[Spatial localization data]
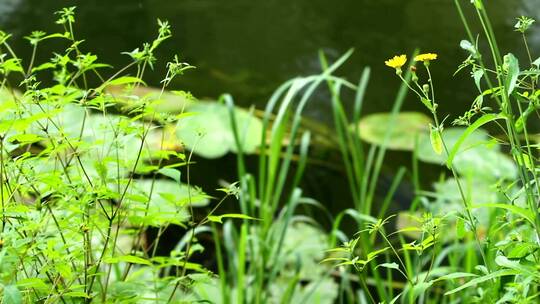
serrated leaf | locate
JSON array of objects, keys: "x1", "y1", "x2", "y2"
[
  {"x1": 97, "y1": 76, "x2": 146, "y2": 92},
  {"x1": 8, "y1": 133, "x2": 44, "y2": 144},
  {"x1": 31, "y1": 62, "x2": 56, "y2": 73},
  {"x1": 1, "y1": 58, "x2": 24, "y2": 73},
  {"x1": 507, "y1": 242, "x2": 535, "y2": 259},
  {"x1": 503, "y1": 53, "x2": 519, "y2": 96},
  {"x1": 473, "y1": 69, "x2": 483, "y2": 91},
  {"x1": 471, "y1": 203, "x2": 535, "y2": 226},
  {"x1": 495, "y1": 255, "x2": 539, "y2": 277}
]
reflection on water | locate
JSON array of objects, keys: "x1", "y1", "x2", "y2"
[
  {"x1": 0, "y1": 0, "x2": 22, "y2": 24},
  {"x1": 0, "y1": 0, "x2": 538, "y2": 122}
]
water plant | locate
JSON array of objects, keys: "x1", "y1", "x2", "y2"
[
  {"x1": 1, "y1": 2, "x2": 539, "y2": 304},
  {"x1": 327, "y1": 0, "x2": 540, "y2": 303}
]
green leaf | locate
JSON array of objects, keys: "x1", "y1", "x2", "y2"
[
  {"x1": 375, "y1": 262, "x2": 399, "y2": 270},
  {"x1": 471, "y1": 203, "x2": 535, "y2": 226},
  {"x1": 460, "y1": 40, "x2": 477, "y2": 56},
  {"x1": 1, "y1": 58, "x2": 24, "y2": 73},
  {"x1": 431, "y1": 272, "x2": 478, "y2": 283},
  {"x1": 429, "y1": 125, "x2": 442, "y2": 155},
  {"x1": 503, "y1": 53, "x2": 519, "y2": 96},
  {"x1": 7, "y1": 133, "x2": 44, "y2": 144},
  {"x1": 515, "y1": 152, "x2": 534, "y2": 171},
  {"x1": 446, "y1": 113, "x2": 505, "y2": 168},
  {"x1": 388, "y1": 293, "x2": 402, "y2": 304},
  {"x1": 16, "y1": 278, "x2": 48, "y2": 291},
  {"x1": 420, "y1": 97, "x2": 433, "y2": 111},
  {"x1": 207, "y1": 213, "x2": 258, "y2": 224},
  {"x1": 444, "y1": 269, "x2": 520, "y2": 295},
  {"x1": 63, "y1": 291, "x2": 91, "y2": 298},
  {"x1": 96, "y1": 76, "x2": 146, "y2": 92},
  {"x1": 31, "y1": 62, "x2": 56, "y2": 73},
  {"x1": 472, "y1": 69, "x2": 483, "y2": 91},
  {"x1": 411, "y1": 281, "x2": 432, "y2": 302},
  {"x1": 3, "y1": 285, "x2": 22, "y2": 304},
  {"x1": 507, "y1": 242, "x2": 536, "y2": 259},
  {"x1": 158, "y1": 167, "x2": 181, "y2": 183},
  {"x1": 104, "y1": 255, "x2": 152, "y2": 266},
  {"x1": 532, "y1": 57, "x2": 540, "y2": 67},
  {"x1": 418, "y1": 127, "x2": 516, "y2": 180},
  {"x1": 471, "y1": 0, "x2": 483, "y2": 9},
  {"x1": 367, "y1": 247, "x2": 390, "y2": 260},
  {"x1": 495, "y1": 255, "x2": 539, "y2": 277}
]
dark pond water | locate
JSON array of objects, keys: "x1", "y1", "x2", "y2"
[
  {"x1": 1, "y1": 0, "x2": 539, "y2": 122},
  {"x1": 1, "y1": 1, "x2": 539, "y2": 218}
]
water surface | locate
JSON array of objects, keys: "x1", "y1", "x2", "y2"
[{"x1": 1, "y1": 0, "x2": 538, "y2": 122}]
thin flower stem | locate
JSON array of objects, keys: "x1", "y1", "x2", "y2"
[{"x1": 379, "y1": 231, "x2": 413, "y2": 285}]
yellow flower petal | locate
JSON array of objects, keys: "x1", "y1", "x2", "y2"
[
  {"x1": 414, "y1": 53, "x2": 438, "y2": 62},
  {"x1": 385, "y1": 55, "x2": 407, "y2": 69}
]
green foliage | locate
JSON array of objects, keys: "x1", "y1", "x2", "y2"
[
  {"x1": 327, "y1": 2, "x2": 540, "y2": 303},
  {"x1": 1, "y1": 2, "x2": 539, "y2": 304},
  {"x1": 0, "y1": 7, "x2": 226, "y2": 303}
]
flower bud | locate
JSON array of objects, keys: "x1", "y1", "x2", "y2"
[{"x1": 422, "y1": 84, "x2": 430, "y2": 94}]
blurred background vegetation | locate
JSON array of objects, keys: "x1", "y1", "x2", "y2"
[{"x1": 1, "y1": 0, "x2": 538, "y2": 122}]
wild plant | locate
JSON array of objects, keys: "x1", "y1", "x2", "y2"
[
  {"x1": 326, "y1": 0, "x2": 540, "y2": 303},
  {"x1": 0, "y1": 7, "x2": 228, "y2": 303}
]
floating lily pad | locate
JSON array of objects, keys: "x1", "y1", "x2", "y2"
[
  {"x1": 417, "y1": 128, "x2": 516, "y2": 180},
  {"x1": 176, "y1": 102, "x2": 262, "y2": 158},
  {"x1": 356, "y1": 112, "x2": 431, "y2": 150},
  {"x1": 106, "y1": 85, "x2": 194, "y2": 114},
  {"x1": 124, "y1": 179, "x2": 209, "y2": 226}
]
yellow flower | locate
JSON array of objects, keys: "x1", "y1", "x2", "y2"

#### [What is required]
Among the entries above, copy exactly only the lines starting with the one containing "reflection on water | locate" and going through the one containing "green leaf | locate", both ends included.

#### [Response for this exercise]
reflection on water | locate
JSON array of objects, keys: "x1", "y1", "x2", "y2"
[
  {"x1": 0, "y1": 0, "x2": 22, "y2": 24},
  {"x1": 0, "y1": 0, "x2": 538, "y2": 122}
]
water plant | locate
JSON array of objects, keys: "x1", "y1", "x2", "y2"
[
  {"x1": 1, "y1": 2, "x2": 539, "y2": 304},
  {"x1": 327, "y1": 0, "x2": 540, "y2": 303}
]
green leaf | locate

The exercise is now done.